JOBS
**A.** In the dielectric layer passage, what is the usual thickness range of the release substrate?
**B.** Write out the part of the dielectric layer passage between "Here, when the" and "according to demand.", inclusive.

SUPPLIED TEXT
The content ratio of the dielectric material in the dielectric layer is preferably 70 mass % or more, more preferably 80 mass % or more, more preferably 85 mass % or more, and preferably 98 mass % or less, and more preferably 95 mass % or less, when all components in the dielectric layer are taken as 100 mass %.

The content of the polymer in the dielectric layer is preferably 1 part by mass or more, more preferably 2 parts by mass or more, and preferably 20 parts by mass or less, more preferably 10 parts by mass or less, and even more preferably 7 parts by mass or less, based on 100 parts by mass of the dielectric material in the dielectric layer.

The thickness of the dielectric layer is preferably 0.1 μm or more, more preferably 0.5 μm or more, and preferably 10 μm or less, more preferably 5 μm or less.

The dielectric layer of the present invention may also have a conductive layer formed on the dielectric layer. The conductive layer may be formed by various printing methods such as screen printing, rotogravure printing, plate printing, inkjet printing, and lithography using patterns formed by these methods, and vacuum evaporation for forming a metal evaporation film.

Here, when the conductive layer is formed by printing, a conductive paste can be used. The conductive paste can be prepared by a conventionally known method, for example, by mixing conductive powder of metal or the like, a dispersant, a plasticizer, a solvent, etc., with polyvinyl acetal resin.

〈Method for manufacturing dielectric layer〉

The dielectric layer can be manufactured by coating the slurry composition of the present invention on a release substrate and drying the formed coating film.

Here, the release substrate used in making the dielectric layer is made of a flexible resin. Since the release substrate is made of a flexible resin, the slurry composition can be applied to the release substrate, and the release substrate (stacked film) formed by the dielectric layer obtained by drying can be stored in a rolled state and supplied according to demand.

The release substrate is not particularly limited, and examples thereof include substrates made of polyesters such as polyethylene terephthalate and polyethylene naphthalate, polyethylene, polypropylene, polystyrene, polyimide, polyvinyl alcohol, polyvinyl chloride, and the like.

The release substrate is preferably subjected to a surface treatment for improving release properties on the side on which the dielectric layer of the present invention is formed. The surface treatment is not particularly limited, and examples thereof include surface treatment using a silicone release agent, a fluorine release agent, a wax release agent, and the like.

The thickness of the release substrate is not particularly limited, but is usually 20 μm or more and 100 μm or less.

The method for coating the slurry composition on the release substrate is not particularly limited, and examples thereof include a well-known coating method using various roll coaters represented by a coater or a rotogravure coater and a doctor blade coater (registered trademark).

The drying method of the coating film formed on the release substrate is not particularly limited, and for example, a well-known drying method using a hot air dryer can be cited. In addition, the drying conditions can be appropriately set according to the content of the solvent in the coating film, the thickness of the coating film, etc., but the drying temperature is usually 80°C or more and 150°C or less, and the drying time is usually 3 minutes or more and 60 minutes or less.

SUPPLIED MATERIAL
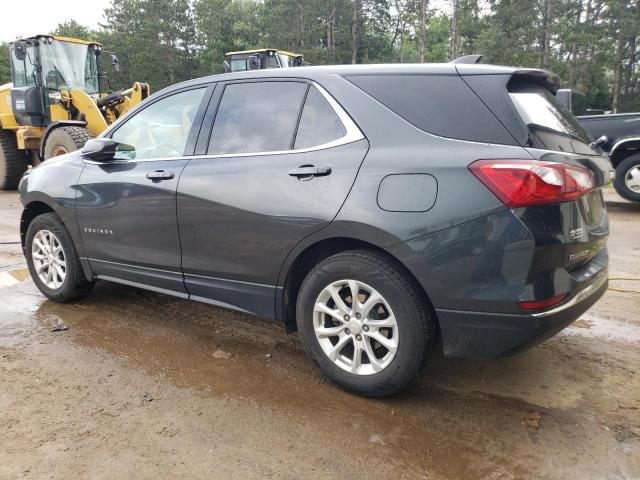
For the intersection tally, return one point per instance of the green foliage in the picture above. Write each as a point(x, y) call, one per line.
point(5, 64)
point(593, 45)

RESULTS FOR EACH TASK
**A.** Usually 20 μm or more and 100 μm or less.

**B.**
Here, when the conductive layer is formed by printing, a conductive paste can be used. The conductive paste can be prepared by a conventionally known method, for example, by mixing conductive powder of metal or the like, a dispersant, a plasticizer, a solvent, etc., with polyvinyl acetal resin.

〈Method for manufacturing dielectric layer〉

The dielectric layer can be manufactured by coating the slurry composition of the present invention on a release substrate and drying the formed coating film.

Here, the release substrate used in making the dielectric layer is made of a flexible resin. Since the release substrate is made of a flexible resin, the slurry composition can be applied to the release substrate, and the release substrate (stacked film) formed by the dielectric layer obtained by drying can be stored in a rolled state and supplied according to demand.